**SOURCE EXCERPT**
•••••

Cornell University Press | Cornell Studies in Political Economy 2017
 
A Foreign Affairs 2017 Best Book of the Year
 
Before markets opened in 1978, China was an impoverished planned economy governed by a Maoist bureaucracy. In just three decades it evolved into the world's second-largest economy and is today guided by highly entrepreneurial bureaucrats. In How China Escaped the Poverty Trap, Yuen Yuen Ang explains this astonishing metamorphosis. Rather than insist that either strong institutions of good governance foster markets or that growth enables good governance, Ang lays out a new, dynamic framework for understanding development broadly. Successful development, she contends, is a coevolutionary process in which markets and governments mutually adapt.
 
How China Escaped the Poverty Trap offers the most complete synthesis to date of the numerous interacting forces that have shaped China’s dramatic makeover and the problems it faces today. Looking beyond China, Ang also traces the coevolutionary sequence of development in late medieval Europe, antebellum United States, and contemporary Nigeria, and finds surprising parallels among these otherwise disparate cases. Indispensable to all who care about development, this groundbreaking book challenges the convention of linear thinking and points to an alternative path out of poverty traps.
 
  • This book is a triumph, opening a window onto the political economy of China’s astonishing rise that takes as its starting point systems and complexity. Its lessons apply far beyond China’s borders. Using China as an elephant-sized case study, Ang takes a systems sledgehammer to this kind of linear thinking and argues that development is a ‘coevolutionary process’.

    Duncan Green

    Professor-in-Practice in LSE’s Department of International Development
  • In terms of policy implications, Ang's thesis has the potential to upend much that the global development establishment holds dear.

    Linda Lim

    Professor of Strategy at the Stephen M. Ross School of Business, University of Michigan
  • The lens Yuen Yuen uses to understand the China story is unique and powerful. And its value goes far beyond enlightening the China story. It points to the value of decentralized governance in generating strategy variations and the importance of a strong party to coordinate actions.

•••••

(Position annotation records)
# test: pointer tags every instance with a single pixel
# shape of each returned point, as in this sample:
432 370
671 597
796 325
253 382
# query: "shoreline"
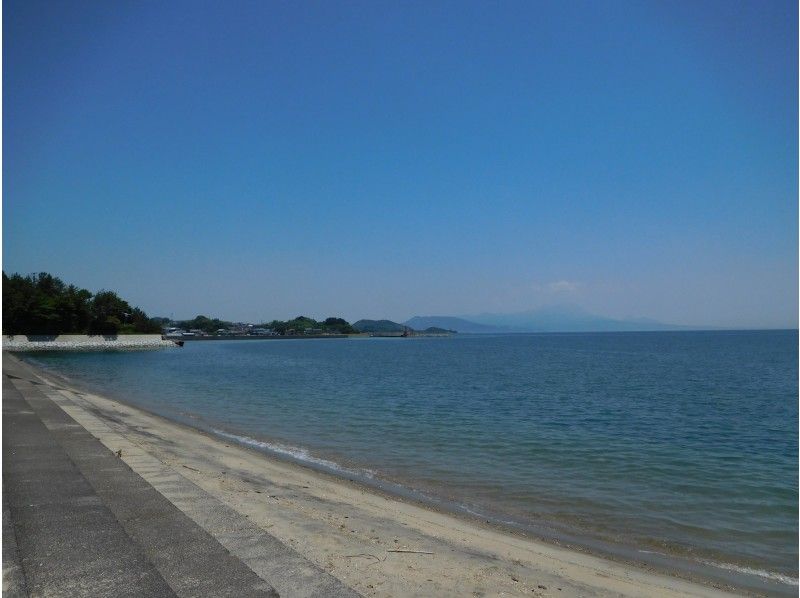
571 565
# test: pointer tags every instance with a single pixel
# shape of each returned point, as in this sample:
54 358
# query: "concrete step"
87 525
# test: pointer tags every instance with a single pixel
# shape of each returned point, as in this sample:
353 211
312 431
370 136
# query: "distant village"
302 326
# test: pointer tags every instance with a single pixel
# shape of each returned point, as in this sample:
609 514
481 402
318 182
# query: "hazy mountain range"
553 318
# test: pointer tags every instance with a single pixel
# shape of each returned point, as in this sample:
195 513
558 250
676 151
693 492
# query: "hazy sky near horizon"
259 160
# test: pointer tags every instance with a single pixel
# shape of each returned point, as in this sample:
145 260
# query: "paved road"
77 521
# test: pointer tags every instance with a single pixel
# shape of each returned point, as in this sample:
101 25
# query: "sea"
676 449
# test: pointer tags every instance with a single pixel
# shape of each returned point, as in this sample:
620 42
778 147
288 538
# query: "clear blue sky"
257 160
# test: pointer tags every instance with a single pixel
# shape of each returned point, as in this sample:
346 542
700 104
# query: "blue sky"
257 160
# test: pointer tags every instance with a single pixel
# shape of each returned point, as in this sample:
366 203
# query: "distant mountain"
551 318
568 318
378 326
451 323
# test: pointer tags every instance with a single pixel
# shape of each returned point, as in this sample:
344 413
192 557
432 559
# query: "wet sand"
376 544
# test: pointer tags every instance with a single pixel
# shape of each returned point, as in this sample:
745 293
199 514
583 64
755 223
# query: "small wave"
785 579
299 454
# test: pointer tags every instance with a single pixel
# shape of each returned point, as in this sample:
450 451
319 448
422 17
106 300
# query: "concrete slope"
83 523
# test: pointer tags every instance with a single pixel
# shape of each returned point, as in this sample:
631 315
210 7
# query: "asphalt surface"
78 521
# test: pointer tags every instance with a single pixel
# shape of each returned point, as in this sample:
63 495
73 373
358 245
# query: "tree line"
44 304
299 325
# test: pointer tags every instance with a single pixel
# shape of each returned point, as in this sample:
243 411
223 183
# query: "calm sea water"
680 444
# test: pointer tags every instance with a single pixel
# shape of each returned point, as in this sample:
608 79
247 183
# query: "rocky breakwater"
84 342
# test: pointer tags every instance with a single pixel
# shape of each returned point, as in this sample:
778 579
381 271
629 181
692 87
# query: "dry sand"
378 545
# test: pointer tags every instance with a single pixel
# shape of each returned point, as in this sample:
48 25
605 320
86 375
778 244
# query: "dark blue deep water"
683 444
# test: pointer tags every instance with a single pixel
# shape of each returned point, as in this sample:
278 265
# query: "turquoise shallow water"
682 444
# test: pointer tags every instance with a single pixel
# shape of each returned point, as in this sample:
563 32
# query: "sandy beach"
375 544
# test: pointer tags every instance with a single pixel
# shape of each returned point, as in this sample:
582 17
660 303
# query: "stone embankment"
84 342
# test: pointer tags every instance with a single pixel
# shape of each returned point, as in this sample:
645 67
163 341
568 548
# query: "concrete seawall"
84 342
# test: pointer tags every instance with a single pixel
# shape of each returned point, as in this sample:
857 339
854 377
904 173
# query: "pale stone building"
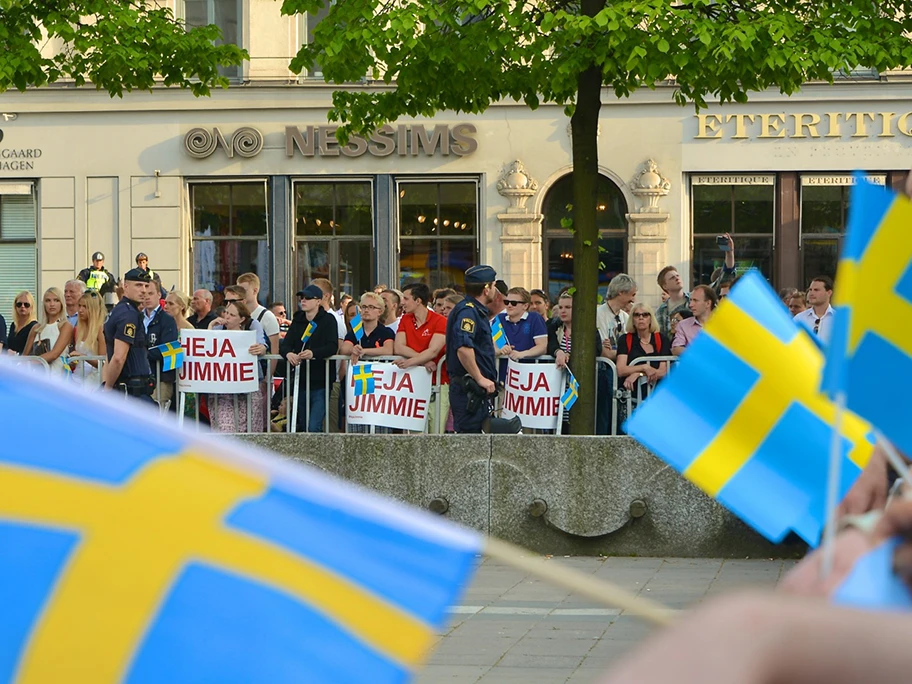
253 179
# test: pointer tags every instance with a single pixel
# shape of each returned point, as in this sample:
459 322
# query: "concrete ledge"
565 495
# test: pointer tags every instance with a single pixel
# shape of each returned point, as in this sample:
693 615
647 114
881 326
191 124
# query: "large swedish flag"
752 427
134 552
872 328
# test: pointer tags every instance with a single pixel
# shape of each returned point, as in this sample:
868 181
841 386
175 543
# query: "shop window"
824 211
334 226
307 23
226 14
438 231
230 234
18 251
745 209
611 209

•••••

**THINGS TO DO**
1 – Name every setting outside China in which, according to the book description, Ang traces the coevolutionary sequence of development.
2 – According to the book description, what does Ang contend successful development is?
3 – From the book description, reproduce the stretch from "Duncan Green" through "to coordinate actions." word for word.

**SOLUTION LIST**
1 – Late medieval Europe, the antebellum United States, and contemporary Nigeria.

2 – A coevolutionary process in which markets and governments mutually adapt.

3 –
Duncan Green

    Professor-in-Practice in LSE’s Department of International Development
  • In terms of policy implications, Ang's thesis has the potential to upend much that the global development establishment holds dear.

    Linda Lim

    Professor of Strategy at the Stephen M. Ross School of Business, University of Michigan
  • The lens Yuen Yuen uses to understand the China story is unique and powerful. And its value goes far beyond enlightening the China story. It points to the value of decentralized governance in generating strategy variations and the importance of a strong party to coordinate actions.